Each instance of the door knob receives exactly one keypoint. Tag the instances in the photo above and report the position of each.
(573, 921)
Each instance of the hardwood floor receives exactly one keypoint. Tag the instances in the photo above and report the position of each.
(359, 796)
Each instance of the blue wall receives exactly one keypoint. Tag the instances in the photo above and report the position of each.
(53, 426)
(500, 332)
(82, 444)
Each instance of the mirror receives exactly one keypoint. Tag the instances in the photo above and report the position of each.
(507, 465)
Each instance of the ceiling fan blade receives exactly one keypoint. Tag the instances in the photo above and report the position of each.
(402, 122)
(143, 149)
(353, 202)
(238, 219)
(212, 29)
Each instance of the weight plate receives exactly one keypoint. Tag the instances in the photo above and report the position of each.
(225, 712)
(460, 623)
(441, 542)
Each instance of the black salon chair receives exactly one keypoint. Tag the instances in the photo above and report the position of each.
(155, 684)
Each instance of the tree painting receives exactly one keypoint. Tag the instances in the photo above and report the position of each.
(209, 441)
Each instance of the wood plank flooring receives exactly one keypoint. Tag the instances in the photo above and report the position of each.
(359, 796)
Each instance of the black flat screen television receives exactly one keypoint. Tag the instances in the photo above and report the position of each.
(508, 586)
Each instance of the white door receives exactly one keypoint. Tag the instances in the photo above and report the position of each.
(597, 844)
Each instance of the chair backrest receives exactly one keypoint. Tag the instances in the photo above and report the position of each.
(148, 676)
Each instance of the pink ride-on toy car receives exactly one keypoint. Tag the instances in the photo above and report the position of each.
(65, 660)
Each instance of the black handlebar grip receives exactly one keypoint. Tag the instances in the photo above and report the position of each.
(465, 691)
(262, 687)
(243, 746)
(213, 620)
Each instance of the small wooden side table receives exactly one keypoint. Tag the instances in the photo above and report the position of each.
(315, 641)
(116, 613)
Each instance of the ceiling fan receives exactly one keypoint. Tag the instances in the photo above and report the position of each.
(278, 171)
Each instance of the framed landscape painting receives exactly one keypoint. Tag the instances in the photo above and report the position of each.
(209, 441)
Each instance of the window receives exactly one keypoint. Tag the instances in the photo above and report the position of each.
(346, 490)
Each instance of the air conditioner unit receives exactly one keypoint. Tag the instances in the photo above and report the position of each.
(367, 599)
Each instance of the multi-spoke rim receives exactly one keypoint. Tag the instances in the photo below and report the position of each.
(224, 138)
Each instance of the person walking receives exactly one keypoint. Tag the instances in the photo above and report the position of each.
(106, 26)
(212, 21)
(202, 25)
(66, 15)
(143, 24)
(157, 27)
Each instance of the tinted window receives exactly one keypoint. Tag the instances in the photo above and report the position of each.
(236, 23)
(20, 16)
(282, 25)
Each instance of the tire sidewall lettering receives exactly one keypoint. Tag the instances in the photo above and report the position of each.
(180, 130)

= = =

Do this:
Exactly as shown above, return every record.

Answer to this exercise:
Each instance of the door knob receives exactly one keypoint. Tag the instances in the photo above and report the position of each.
(573, 921)
Each instance of the hardwood floor receives exactly one keypoint. Tag the instances in the photo above and report the position of each.
(359, 796)
Each instance of the blue wall receives exactly one keypoint. Tag the instances in the photo above and report the position of each.
(53, 426)
(500, 332)
(82, 444)
Each instance of the mirror receives exactly one keypoint. Tag the instances in the photo above and report the position of each.
(507, 465)
Each instance of the ceiling fan blade receives exactly one keypoint. Tag the instances in the photo above and report the position of each.
(402, 122)
(143, 149)
(353, 202)
(238, 219)
(212, 29)
Each instance of the weight plate receives exactly one keypoint. Tag the instances in the photo above and report the position of each.
(225, 712)
(460, 623)
(441, 542)
Each instance of the black salon chair receives exactly one keypoint. Tag the instances in the photo above and report the position of each.
(155, 684)
Each instance of the tree painting receives exactly one keypoint. Tag the instances in the photo above and report the position of each.
(209, 441)
Each instance of the wood plank flooring receives exactly one keypoint. Tag the instances in the photo above and report the position of each.
(359, 796)
Each instance of the black flat screen television receives exactly one keypoint. Tag the instances in the photo above and report the position of each.
(508, 586)
Each instance of the white door receives exactly one keypoint. Tag the instances in the photo above and report the position of each.
(597, 844)
Each instance of the chair backrest receives exactly one keypoint. Tag the instances in the photo above and report the position of each.
(148, 676)
Each instance of the pink ride-on toy car receives exactly one keypoint. Tag the instances in the photo above and report the position of each.
(65, 660)
Each instance of the black handlebar grip receives exactly one keypoint. Tag the instances in the photo above and report the position of each.
(465, 691)
(262, 687)
(243, 746)
(213, 620)
Each instance of the small wooden side table receives exactly one keypoint. Tag the instances in the photo above and report the position of each.
(315, 641)
(116, 613)
Each instance of the ceiling fan receives exactly one keypoint. Tag the instances in the photo above and report the position of each.
(278, 171)
Each instance of the framed landscape painting receives exactly one keypoint. Tag the instances in the photo above and report the position of each.
(209, 441)
Each instance of the window receives exactly one keypoint. Tag the instances in the photo above and report the position of each.
(346, 490)
Each instance of the air conditioner unit receives exactly one keypoint. Tag the instances in the photo above and report the position of each.
(367, 599)
Each instance of the multi-spoke rim receives exactly one keypoint. Tag the instances in the photo below and report the position of each.
(224, 138)
Each instance of the person walking receives exactly one keypoint. Tag the instances in the photo above and report the position of each.
(106, 26)
(212, 21)
(202, 25)
(66, 15)
(143, 24)
(157, 27)
Each instance of the tinted window receives exactly one keypoint. Tag the instances in the photo above and report the position of each.
(236, 23)
(20, 16)
(282, 25)
Each instance of the tire sidewall lettering receives exactly one keypoint. Tag the instances in the photo above and report the position of each.
(180, 130)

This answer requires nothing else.